Source text:
Here are the logistics of the drawing. Get your comment in by the end of day Friday June, 25, and I will pick one comment at random to receive the signed copy of Successful Lace Knitting. I will also award one gift certificate for a Twist Collective pattern (you will be able to pick from any that they offer) to the person who makes me laugh and/or cringe the hardest with their comment.

*Note, no dogs were actually made to feel contrite to produce this blog post.


Freshman year of HS, 'Animal House' was the hit movie. My reward for successfully surviving the Jesuit drill sergeant approach to Algebra homework was sitting between my parents during a showing of Animal House at the local theater. I was mortified when Belushi hopped across the screen on the ladder.

when we lived in miami, my dad had a special beach tshirt that said "i am her father".
black socks and sandals to complete the outfit.

that is it, other than occassional torment he has always been wicked awesome.

It was the end of 7th grade, and I had started going out with my first boyfriend two weeks earlier. He walked me home after school, and kissed me for the first time when we were standing on the corner of my block. It was my first real kiss, and I was very much wrapped up in it when I heard giggling. My little sister was peering out from behind my parents with their mouths agape, just before my mom yelled, "Stephanie, remove your tongue from his mouth and get back in this house!" This is still legendary among my friends.

When I was 17 I had a major crush on a classmate. He drove me home on evening and while he was talking with my dad, my brother and my dad were having a 'fart contest' to see who could drive who out of the room. :-(

When I was a baby, my family went to a house warming party for my uncle. My dad liked to streak as a younger man, and he decided that he would do an inaugural streak to break in his brother's house. What dad didn't know was that there had been landscaping done overnight, with trees being planted around the front of the house. So, my dad picks me up to use as a cover-up, puts a paper bag on his head, and runs around the house, smack into one of the trees. Knocks himself out, drops me, all hell breaks loose. Good thing I don't remember it!

Oh, there are many embarrassing moments, but one that was pivotal was the time my mother took off her top and volunteered to be the dunkee and the Dunking booth at the local volunteer fireman fundraiser! I was a freshman in college. Someone alerted me, I raced over and demanded she "get down from there right now!" She calmly informed me that she wasn't showing anything anyone hadn't seen before and if I thought she should get down, maybe I should purchase balls and see if I could arrange it - and besides, it was for a good cause! She was a funny, pragmatic, generous, wise woman and I miss her every day.

Dataset:
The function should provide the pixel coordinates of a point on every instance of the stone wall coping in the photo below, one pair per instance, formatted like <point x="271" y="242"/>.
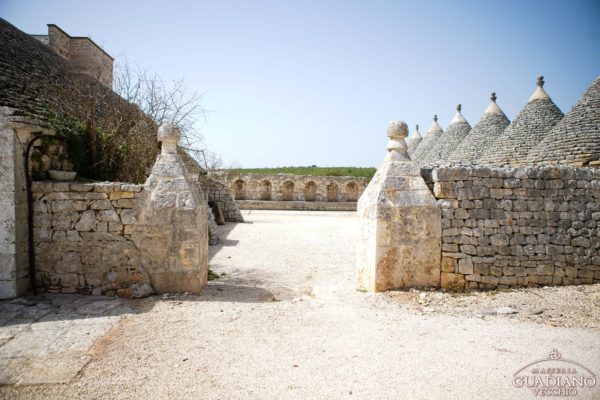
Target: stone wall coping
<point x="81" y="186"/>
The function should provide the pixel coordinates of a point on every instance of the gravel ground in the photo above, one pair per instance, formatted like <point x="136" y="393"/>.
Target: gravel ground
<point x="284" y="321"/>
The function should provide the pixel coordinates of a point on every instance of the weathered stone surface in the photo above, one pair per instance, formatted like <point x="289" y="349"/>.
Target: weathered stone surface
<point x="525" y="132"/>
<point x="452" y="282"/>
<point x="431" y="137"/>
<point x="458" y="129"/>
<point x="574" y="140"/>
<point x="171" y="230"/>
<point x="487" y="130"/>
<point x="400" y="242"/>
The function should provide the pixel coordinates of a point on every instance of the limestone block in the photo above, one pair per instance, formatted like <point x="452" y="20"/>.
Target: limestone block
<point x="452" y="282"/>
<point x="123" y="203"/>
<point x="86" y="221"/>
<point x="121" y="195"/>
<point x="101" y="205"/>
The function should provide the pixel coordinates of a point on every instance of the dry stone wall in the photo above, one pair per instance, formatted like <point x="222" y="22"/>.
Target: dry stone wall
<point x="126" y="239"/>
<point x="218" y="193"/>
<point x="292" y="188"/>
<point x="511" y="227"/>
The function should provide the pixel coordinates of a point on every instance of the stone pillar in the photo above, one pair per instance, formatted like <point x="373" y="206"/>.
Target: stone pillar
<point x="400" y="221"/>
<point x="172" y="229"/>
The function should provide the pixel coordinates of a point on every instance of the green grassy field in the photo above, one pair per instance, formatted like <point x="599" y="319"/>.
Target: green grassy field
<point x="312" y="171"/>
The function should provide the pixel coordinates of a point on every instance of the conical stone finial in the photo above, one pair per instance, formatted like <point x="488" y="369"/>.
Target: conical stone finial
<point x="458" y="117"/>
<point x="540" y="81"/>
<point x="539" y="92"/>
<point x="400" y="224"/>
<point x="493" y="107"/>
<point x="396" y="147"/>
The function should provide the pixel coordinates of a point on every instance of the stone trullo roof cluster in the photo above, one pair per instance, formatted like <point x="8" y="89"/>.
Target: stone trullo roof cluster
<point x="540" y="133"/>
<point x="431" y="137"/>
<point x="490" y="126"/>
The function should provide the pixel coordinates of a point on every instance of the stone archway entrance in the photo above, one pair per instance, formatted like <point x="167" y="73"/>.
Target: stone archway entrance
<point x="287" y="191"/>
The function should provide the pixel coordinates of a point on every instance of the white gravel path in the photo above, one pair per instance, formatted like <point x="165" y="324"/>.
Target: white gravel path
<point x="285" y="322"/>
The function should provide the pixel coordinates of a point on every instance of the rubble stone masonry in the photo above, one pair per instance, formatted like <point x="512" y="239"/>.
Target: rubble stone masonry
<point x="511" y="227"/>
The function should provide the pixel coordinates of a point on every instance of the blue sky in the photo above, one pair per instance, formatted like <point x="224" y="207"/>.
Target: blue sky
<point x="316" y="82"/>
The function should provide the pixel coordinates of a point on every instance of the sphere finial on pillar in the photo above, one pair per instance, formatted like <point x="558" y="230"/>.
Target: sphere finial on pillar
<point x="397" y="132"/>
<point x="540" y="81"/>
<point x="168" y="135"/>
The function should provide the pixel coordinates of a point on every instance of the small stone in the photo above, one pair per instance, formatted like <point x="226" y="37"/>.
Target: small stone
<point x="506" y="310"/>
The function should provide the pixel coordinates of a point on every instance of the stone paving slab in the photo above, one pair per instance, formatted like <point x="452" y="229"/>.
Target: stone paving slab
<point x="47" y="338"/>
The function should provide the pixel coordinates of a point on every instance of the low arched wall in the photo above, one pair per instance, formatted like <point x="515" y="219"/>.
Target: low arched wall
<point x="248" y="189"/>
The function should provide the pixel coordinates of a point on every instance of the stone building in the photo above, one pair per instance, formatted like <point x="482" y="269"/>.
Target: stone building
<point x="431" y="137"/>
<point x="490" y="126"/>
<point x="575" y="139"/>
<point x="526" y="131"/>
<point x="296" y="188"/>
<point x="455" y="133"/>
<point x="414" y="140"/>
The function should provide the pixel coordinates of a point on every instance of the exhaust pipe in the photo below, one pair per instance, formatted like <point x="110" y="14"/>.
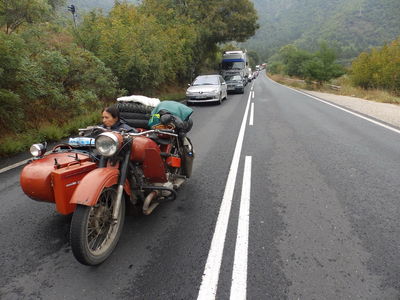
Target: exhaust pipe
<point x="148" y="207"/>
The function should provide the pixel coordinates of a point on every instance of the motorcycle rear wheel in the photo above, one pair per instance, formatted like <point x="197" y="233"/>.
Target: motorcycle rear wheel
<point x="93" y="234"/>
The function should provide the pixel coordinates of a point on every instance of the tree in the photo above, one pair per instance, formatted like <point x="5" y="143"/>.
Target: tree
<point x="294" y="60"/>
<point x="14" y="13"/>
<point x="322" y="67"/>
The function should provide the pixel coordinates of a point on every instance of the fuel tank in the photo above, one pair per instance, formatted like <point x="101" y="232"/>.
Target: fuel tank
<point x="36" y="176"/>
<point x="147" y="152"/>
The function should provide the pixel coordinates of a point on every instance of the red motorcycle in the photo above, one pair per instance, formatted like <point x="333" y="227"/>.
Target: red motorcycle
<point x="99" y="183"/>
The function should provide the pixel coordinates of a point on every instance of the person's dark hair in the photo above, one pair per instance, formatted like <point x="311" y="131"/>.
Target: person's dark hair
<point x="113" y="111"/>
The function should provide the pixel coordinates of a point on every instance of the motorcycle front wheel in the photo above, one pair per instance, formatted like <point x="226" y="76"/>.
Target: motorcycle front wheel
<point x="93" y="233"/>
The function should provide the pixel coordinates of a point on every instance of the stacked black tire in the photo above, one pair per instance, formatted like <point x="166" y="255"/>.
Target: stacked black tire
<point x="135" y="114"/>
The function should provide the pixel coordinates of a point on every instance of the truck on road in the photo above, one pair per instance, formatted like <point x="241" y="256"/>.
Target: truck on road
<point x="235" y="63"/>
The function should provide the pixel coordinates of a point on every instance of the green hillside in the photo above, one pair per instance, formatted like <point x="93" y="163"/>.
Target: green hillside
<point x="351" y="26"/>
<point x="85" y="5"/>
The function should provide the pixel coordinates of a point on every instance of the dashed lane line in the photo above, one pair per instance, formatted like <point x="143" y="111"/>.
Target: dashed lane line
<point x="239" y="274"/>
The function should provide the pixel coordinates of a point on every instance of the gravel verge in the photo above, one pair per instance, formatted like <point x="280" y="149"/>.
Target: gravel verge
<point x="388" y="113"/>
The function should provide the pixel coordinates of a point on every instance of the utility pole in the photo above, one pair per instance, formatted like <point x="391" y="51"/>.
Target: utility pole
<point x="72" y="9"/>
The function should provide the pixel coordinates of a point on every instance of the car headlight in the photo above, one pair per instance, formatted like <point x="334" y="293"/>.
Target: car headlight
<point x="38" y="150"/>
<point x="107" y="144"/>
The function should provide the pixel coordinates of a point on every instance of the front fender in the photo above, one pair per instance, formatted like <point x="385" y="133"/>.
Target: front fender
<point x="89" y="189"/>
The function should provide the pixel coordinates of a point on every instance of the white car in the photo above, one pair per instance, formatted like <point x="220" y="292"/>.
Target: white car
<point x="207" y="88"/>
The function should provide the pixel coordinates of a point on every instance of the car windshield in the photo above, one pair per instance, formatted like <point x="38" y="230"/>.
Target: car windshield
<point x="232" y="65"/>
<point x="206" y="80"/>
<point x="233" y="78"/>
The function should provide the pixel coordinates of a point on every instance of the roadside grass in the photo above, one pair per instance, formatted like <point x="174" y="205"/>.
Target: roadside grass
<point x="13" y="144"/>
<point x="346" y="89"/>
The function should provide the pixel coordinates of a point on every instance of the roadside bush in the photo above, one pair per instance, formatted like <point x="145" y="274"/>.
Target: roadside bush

To be done: Reproduce the passage of the blog post on embarrassing parents starting with "that is it, other" and going on through "among my friends.".

Solution to this problem:
that is it, other than occassional torment he has always been wicked awesome.

It was the end of 7th grade, and I had started going out with my first boyfriend two weeks earlier. He walked me home after school, and kissed me for the first time when we were standing on the corner of my block. It was my first real kiss, and I was very much wrapped up in it when I heard giggling. My little sister was peering out from behind my parents with their mouths agape, just before my mom yelled, "Stephanie, remove your tongue from his mouth and get back in this house!" This is still legendary among my friends.